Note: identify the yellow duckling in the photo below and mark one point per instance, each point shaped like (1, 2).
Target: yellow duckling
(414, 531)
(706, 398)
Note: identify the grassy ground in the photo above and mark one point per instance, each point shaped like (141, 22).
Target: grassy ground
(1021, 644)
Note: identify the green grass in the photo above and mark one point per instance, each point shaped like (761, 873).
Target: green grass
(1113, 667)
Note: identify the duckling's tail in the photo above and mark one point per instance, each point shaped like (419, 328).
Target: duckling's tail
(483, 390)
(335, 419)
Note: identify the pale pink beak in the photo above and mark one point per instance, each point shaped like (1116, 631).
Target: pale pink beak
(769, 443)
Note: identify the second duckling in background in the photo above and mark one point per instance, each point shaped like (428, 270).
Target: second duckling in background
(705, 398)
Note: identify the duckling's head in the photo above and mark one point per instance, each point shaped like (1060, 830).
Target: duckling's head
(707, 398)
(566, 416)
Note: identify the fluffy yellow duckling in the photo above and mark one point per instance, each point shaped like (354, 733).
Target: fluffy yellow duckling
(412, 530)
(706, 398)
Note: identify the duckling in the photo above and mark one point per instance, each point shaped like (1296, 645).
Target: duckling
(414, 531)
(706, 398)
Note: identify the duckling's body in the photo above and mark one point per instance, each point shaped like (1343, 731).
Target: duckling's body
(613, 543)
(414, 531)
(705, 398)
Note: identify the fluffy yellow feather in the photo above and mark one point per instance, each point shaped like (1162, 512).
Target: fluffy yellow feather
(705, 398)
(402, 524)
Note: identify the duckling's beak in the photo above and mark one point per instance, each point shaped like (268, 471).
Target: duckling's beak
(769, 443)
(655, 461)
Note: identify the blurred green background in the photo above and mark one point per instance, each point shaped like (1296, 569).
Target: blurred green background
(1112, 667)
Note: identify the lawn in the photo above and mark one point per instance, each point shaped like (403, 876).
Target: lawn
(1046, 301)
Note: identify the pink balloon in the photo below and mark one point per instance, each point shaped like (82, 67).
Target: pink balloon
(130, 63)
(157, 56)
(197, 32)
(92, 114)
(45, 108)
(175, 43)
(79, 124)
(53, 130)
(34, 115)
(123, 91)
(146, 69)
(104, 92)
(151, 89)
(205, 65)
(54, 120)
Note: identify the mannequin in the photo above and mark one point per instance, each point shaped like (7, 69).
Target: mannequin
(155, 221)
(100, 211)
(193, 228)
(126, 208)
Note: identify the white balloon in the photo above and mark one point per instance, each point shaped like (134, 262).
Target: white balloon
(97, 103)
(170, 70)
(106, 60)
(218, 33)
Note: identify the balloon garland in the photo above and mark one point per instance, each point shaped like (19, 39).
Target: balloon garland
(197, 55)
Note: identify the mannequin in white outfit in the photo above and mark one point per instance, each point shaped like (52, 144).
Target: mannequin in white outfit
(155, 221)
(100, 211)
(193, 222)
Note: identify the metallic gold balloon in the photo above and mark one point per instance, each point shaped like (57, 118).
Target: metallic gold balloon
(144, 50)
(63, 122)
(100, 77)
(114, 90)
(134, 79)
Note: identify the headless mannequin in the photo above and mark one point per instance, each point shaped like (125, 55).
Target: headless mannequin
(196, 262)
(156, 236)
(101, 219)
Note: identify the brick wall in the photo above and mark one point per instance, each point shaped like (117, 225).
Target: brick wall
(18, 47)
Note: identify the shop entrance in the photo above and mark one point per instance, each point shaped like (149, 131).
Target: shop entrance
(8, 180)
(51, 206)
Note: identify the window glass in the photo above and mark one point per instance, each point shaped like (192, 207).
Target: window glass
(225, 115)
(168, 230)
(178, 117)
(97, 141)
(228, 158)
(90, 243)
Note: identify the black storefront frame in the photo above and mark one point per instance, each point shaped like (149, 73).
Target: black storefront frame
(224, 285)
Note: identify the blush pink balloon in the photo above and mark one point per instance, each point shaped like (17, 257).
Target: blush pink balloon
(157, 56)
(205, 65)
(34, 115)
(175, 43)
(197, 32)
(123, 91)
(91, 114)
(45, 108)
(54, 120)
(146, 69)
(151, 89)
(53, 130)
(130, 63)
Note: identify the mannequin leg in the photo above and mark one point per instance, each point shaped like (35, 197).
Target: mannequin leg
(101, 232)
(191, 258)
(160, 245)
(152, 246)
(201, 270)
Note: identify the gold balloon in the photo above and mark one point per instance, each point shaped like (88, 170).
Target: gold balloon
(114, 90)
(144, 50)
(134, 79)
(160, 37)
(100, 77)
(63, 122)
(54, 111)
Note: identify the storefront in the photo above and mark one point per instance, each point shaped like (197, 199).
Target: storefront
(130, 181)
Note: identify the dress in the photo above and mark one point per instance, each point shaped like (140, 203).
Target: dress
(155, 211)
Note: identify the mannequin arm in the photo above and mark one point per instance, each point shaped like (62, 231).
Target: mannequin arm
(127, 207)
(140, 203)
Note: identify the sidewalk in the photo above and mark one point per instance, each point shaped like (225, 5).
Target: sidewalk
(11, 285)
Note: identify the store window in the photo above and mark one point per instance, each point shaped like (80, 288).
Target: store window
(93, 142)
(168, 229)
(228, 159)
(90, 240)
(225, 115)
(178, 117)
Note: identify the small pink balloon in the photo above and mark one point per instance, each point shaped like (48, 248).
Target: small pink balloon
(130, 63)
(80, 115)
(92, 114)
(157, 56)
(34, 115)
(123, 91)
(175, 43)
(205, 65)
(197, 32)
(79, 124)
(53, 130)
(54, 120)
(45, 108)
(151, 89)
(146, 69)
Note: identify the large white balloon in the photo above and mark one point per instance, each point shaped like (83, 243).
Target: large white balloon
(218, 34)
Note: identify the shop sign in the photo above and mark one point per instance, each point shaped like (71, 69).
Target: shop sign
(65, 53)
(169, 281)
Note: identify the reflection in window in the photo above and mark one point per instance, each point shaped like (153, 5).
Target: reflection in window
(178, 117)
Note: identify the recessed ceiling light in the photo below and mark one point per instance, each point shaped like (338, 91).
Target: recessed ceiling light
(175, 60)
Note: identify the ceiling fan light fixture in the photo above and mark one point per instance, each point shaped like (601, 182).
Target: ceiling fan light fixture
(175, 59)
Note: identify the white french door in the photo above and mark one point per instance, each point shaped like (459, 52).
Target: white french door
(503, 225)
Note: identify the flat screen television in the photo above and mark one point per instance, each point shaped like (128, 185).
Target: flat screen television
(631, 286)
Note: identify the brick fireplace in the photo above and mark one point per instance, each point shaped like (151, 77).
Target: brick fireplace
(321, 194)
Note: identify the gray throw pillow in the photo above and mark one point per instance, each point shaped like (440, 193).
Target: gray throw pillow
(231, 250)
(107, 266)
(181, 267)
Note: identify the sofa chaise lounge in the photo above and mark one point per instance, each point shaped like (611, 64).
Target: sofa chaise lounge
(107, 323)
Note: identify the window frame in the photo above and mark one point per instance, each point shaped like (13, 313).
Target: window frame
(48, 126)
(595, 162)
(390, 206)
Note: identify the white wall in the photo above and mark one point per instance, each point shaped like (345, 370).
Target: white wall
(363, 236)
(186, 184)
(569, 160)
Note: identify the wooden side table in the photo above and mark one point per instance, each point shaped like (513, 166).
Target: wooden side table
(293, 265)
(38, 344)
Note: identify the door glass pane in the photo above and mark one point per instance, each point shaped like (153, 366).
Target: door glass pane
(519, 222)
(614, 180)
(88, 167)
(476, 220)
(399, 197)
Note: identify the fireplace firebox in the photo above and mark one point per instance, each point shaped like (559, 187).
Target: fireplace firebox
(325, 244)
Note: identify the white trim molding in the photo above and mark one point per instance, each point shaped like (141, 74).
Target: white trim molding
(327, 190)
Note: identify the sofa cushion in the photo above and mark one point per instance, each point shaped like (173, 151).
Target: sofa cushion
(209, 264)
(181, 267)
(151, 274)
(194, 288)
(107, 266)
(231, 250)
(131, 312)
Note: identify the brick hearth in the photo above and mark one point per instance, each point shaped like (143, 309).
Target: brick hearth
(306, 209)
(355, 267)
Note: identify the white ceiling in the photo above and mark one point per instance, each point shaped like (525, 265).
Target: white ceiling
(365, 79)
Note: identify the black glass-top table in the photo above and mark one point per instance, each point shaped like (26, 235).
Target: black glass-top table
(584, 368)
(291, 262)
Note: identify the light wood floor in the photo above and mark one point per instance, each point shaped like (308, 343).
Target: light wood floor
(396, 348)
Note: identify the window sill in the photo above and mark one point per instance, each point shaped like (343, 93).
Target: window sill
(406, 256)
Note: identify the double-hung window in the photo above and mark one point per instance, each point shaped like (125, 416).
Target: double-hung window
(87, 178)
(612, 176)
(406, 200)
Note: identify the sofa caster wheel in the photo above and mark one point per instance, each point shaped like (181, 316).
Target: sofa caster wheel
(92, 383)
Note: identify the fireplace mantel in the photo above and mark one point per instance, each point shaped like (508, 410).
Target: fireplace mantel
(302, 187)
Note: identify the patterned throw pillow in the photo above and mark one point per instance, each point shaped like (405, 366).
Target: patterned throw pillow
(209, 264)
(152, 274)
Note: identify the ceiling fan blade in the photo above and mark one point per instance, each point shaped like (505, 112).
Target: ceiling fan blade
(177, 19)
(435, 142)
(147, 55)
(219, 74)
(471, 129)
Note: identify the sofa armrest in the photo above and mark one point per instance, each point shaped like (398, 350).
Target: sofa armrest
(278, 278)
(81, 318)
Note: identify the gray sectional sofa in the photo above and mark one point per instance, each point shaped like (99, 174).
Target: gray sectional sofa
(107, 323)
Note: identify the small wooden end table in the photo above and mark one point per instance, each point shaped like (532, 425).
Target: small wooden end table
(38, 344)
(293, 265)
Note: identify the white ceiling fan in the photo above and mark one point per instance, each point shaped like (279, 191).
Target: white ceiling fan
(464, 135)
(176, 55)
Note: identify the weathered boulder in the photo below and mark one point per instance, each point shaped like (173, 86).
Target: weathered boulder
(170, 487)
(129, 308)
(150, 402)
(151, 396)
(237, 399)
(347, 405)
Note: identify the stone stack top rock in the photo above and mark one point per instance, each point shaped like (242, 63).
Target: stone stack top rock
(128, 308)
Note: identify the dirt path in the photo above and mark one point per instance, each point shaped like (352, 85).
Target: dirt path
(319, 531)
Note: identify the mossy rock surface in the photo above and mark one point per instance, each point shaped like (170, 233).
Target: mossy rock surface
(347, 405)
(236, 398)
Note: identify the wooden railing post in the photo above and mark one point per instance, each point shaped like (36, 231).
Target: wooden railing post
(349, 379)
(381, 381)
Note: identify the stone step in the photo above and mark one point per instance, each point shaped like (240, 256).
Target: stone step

WHAT NEEDS TO BE DONE -
Render the data from its first line through the line containing "(1021, 644)", both included, as a Markdown table with the columns Row and Data line, numbering each row and leaving out any blank lines.

RESULT OF THE EXERCISE -
| Row | Data line |
|---|---|
| 1 | Note: identify the yellow duckling in the photo below and mark one point per instance, each point shaped like (1, 2). |
| 2 | Target: yellow duckling |
| 3 | (414, 531) |
| 4 | (706, 398) |
| 5 | Note: identify the grassy ground in the photo above and mark one point per instance, each point shaped like (141, 22). |
| 6 | Target: grassy ground |
| 7 | (1021, 644) |